*** DATA FOR THE TASK ***
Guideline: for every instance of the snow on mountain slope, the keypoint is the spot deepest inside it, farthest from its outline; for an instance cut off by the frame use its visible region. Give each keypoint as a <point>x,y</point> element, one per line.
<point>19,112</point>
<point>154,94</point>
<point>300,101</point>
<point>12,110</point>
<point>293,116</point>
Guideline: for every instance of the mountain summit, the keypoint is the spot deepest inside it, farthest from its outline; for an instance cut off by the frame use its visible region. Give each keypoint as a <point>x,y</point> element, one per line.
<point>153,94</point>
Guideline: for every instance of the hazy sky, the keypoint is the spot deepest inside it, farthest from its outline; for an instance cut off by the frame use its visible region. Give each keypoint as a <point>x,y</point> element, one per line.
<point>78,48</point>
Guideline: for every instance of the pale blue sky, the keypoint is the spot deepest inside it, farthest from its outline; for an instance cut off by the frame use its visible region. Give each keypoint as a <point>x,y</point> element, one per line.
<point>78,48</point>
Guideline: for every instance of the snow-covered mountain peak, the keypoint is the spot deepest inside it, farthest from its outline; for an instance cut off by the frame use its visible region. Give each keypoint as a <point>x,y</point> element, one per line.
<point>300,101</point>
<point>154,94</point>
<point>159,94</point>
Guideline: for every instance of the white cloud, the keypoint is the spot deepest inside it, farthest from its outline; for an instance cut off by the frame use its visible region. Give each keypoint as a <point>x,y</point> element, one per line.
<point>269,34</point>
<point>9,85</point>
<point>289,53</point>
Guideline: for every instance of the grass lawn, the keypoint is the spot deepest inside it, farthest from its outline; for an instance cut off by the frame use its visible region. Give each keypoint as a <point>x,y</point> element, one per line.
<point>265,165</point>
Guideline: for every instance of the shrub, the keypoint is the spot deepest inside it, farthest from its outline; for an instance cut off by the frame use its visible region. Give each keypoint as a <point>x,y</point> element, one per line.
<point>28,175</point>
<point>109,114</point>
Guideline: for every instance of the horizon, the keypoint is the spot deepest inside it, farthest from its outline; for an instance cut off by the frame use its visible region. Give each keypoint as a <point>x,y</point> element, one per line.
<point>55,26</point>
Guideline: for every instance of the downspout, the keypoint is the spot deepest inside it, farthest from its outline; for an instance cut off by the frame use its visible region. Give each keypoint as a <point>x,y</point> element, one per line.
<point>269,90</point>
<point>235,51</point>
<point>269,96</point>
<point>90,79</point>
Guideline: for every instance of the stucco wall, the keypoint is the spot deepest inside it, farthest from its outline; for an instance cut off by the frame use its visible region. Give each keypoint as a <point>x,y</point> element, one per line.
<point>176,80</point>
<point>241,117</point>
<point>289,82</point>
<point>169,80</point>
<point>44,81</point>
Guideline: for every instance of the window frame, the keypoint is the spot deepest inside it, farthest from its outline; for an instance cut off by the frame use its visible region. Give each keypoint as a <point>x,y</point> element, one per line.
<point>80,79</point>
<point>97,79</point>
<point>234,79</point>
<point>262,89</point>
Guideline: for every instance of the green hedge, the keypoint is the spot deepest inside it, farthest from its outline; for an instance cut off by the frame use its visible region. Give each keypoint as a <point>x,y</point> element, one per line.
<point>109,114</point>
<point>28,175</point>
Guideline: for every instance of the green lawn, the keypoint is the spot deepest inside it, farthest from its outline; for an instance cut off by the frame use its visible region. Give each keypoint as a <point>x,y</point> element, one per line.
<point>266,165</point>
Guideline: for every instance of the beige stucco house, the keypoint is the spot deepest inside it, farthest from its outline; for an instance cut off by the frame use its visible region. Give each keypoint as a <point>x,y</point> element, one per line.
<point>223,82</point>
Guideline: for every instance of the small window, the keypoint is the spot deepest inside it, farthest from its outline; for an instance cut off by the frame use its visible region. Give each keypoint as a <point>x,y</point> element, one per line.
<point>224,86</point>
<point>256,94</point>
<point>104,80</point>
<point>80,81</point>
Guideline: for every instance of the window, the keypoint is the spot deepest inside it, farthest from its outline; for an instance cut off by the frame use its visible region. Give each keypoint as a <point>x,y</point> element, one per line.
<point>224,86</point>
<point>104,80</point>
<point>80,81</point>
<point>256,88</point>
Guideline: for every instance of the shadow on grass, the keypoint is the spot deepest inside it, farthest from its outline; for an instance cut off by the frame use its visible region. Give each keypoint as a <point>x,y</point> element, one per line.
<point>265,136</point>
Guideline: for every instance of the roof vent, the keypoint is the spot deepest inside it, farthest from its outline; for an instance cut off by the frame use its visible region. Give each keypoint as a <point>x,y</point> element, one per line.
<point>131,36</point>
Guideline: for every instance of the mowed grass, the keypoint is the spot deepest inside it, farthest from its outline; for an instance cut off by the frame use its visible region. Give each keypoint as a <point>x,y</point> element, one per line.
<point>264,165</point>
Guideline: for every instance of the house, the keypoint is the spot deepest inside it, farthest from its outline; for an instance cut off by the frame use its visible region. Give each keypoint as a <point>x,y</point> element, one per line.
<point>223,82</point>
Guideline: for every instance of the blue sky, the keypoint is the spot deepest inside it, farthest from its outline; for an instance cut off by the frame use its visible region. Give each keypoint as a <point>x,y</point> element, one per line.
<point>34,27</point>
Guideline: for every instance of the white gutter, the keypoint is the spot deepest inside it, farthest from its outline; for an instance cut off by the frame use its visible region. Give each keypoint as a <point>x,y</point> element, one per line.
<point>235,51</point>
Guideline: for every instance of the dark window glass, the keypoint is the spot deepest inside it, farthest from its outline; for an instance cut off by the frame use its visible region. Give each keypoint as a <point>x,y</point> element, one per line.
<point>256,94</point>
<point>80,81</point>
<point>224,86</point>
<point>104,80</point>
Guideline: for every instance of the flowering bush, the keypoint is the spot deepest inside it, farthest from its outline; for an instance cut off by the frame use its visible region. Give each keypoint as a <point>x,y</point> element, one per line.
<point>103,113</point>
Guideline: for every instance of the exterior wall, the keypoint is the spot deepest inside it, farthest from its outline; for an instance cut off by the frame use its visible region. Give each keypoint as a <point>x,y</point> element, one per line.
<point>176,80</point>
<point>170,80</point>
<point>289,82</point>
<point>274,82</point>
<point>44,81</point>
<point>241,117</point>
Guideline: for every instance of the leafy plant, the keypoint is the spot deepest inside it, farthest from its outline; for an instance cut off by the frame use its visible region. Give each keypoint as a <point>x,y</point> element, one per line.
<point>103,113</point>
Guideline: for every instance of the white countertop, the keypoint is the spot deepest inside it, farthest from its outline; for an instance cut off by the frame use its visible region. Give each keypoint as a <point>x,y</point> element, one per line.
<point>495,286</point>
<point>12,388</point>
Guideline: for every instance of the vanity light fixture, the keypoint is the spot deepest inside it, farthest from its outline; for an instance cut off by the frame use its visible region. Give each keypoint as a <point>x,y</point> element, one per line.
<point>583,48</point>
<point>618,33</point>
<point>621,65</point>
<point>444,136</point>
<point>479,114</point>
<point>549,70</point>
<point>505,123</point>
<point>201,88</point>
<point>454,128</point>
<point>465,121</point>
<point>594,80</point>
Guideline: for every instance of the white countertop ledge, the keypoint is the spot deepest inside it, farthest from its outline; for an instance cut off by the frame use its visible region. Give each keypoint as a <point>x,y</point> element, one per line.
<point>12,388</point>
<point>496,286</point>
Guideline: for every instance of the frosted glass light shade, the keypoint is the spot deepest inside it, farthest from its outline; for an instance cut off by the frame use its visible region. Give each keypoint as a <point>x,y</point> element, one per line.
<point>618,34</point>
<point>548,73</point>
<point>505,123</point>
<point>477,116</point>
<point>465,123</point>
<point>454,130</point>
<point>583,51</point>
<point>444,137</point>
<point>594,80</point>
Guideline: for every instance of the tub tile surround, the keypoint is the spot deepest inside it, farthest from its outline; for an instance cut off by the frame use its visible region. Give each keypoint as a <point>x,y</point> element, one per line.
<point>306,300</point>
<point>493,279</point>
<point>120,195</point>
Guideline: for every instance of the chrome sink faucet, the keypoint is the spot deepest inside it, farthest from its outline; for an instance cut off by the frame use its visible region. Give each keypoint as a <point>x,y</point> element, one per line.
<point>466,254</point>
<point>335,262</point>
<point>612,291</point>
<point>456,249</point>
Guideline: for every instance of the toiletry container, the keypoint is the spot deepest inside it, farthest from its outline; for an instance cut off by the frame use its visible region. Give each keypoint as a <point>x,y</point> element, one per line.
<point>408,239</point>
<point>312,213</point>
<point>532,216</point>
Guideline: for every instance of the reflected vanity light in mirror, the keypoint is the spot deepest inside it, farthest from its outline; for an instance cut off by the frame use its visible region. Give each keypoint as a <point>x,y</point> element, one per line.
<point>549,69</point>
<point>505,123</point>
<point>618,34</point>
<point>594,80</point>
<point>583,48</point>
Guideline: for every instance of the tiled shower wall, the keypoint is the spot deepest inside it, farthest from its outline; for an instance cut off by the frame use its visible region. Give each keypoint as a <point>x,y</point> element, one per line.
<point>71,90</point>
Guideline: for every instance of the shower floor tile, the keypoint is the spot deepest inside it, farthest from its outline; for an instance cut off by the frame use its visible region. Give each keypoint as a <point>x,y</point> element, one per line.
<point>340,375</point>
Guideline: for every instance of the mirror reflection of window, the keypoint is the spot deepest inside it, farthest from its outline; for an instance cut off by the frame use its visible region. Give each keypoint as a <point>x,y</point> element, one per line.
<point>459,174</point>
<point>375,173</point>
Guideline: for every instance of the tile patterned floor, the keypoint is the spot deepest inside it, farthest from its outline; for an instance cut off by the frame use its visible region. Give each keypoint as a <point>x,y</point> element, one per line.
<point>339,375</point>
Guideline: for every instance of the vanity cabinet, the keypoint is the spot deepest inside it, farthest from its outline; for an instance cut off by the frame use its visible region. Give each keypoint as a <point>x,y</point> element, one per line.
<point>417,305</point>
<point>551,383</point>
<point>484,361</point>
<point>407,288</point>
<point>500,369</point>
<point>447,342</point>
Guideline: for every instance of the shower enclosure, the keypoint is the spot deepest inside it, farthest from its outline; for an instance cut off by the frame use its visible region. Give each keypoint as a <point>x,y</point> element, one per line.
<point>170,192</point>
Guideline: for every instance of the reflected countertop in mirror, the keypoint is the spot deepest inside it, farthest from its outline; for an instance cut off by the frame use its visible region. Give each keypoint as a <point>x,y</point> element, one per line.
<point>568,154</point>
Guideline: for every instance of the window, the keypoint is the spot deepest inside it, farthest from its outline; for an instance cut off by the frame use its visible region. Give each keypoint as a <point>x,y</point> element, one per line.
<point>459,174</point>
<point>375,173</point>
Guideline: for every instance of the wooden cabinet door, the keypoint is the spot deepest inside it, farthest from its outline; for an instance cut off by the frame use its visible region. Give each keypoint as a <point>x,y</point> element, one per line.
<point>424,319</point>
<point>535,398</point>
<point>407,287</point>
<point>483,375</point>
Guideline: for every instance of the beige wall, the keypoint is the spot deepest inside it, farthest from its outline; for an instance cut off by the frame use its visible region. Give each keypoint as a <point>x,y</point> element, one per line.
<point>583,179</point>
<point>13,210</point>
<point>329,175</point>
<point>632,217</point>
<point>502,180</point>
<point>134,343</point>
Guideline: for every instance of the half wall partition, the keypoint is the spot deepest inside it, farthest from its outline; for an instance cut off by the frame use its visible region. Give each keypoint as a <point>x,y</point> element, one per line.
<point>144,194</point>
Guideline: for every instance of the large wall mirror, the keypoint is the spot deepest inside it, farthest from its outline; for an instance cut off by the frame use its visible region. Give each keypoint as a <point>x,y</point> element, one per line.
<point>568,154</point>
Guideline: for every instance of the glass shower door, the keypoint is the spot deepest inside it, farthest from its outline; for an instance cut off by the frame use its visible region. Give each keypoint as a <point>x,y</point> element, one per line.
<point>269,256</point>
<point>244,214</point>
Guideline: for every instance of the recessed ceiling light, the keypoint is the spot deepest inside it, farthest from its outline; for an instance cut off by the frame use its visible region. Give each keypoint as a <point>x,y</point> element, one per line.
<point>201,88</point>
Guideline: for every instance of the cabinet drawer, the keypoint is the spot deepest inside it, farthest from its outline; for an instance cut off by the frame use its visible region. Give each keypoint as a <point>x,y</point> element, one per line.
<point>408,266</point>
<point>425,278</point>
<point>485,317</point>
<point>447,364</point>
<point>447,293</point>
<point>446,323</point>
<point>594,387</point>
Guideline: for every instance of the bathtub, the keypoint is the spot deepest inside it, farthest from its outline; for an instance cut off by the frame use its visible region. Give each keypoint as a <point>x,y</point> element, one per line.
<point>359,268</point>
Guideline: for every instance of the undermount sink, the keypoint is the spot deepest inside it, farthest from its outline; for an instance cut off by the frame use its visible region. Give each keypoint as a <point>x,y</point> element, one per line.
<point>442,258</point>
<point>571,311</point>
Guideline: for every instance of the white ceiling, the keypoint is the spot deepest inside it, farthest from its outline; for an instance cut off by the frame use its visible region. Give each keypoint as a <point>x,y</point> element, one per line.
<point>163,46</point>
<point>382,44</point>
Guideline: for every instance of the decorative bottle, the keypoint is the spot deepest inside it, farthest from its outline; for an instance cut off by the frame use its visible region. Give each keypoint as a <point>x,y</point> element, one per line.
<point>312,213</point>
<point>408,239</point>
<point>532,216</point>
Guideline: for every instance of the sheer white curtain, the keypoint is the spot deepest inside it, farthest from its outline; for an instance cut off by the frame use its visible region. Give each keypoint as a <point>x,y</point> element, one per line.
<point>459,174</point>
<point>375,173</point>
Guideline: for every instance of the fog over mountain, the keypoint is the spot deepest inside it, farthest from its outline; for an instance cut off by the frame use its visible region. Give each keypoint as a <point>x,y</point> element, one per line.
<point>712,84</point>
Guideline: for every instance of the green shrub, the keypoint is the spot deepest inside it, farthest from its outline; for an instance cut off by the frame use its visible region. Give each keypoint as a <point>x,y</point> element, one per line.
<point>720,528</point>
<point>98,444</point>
*** End of DATA FOR THE TASK ***
* PROBLEM STATEMENT *
Write out the lines above from the one containing "Guideline: for every instance of the decorative" through the last, exactly as they are.

* WRITTEN ANSWER *
Guideline: for every instance of the decorative bottle, the keypoint is the spot deepest inside it, farthest from its outline; for an instance cut off by the frame use its visible region. Give each keypoint as a <point>x,y</point> element, one per line.
<point>312,213</point>
<point>408,239</point>
<point>532,216</point>
Guideline: for every instance of the sheer white curtain, the keypoint is the spot deepest inside it, farthest from its outline; for an instance cut off by the frame use its visible region. Give each keypoint as a <point>x,y</point> element, one per line.
<point>459,174</point>
<point>375,173</point>
Guideline: for every instance of the fog over mountain, the keypoint is the spot deepest inside it, farthest from its outline; for an instance cut off by the frame use its visible region. Give each keypoint as a <point>x,y</point> element, one per line.
<point>712,84</point>
Guideline: for every instance of the green shrub, the keypoint is the spot deepest inside it, farthest from its outline; for an instance cut off by the frame use its visible region. Give each keypoint as a <point>x,y</point> element, one per line.
<point>720,528</point>
<point>98,444</point>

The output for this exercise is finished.